→ **SUPPLIED PASSAGE**
This project is designed to generate multiple-choice questions based on the content of a PDF document using LangChain and Google Generative AI. The user can specify the number of questions to be generated, and the program ensures that questions are not repeated during the session.
- Generates multiple-choice questions from a PDF document.
- Provides four options for each question, along with the correct answer.
- Keeps track of asked questions to prevent repetition.
- Utilizes embeddings for effective document retrieval.
- Python 3.7 or higher
- LangChain
- langchain-google-genai
- langchain-chroma
- langchain-community
- Other dependencies specified in
requirements.txt
-
Clone the repository:
git clone https://github.com/yourusername/mcq-generator.git cd mcq-generator -
Install the required packages:
pip install -r requirements.txt
-
Make sure to have the necessary credentials and configurations set up for Google Generative AI.
-
Place the PDF document from which you want to generate questions in the project directory. Ensure the path in the code matches your file.
-
Run the script:
python mcq_generator.py
-
Follow the prompts to specify the number of questions you wish to generate.
- Load PDF Document: The script loads the PDF document using
PyPDFLoader. - Text Splitting: The content is split into manageable chunks using
RecursiveCharacterTextSplitter. - Embeddings: The text is converted into numerical embeddings using
GoogleGenerativeAIEmbeddings. - Vector Store: The embeddings are stored in a vector database using
Chroma. - Question Generation: A retrieval chain is created using the history-aware retriever, ensuring that previously asked questions are not repeated.

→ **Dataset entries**
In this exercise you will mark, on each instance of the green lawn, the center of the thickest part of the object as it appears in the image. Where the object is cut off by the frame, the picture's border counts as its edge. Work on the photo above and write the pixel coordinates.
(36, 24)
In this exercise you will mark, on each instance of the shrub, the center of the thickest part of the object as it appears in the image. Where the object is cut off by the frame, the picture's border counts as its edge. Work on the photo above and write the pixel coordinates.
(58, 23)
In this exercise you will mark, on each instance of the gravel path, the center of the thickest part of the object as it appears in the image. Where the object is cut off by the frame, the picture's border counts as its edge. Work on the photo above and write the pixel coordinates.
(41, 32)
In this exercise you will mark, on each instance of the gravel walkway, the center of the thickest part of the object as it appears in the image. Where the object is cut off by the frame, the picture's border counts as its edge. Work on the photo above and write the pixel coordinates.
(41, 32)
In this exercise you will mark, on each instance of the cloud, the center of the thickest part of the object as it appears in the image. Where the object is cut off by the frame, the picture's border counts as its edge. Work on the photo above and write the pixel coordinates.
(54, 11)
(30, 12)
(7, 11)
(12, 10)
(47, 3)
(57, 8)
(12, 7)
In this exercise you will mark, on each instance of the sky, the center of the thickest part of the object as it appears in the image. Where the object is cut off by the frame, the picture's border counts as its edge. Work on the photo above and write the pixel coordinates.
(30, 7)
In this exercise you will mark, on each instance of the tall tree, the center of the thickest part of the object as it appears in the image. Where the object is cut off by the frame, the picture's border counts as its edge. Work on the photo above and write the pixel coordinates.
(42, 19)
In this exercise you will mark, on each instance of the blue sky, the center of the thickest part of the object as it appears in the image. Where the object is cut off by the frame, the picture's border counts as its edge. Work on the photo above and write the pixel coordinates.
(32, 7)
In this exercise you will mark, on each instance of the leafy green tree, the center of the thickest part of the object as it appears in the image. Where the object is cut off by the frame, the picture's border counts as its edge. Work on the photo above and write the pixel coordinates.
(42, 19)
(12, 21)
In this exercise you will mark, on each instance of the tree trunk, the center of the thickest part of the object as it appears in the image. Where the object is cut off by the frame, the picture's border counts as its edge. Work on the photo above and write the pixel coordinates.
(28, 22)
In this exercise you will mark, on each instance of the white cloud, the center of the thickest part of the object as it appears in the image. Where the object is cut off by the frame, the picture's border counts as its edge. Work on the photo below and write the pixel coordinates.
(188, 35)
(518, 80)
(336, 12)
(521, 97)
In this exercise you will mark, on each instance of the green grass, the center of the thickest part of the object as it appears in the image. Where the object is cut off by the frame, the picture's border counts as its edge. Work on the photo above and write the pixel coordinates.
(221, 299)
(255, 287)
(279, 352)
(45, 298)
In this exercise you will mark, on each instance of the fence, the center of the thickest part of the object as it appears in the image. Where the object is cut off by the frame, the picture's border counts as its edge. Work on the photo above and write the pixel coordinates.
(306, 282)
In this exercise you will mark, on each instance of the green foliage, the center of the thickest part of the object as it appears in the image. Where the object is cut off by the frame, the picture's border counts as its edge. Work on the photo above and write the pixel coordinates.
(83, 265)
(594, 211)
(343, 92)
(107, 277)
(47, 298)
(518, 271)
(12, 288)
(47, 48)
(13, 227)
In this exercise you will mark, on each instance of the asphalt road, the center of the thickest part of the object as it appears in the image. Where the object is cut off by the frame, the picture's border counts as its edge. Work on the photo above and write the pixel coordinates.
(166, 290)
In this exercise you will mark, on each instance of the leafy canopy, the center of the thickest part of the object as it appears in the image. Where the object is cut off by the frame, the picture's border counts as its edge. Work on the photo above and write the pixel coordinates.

→ **ACTIONS TO TAKE**
a: According to the project description, how many options are provided for each generated question?
b: Reproduce the project description word for word from "- Python 3.7" to "for Google Generative AI.".
Rely on the project description alone.

→ **ACTIVITY ANSWERS**
a: Four options, along with the correct answer.

b:
- Python 3.7 or higher
- LangChain
- langchain-google-genai
- langchain-chroma
- langchain-community
- Other dependencies specified in
requirements.txt
-
Clone the repository:
git clone https://github.com/yourusername/mcq-generator.git cd mcq-generator -
Install the required packages:
pip install -r requirements.txt
-
Make sure to have the necessary credentials and configurations set up for Google Generative AI.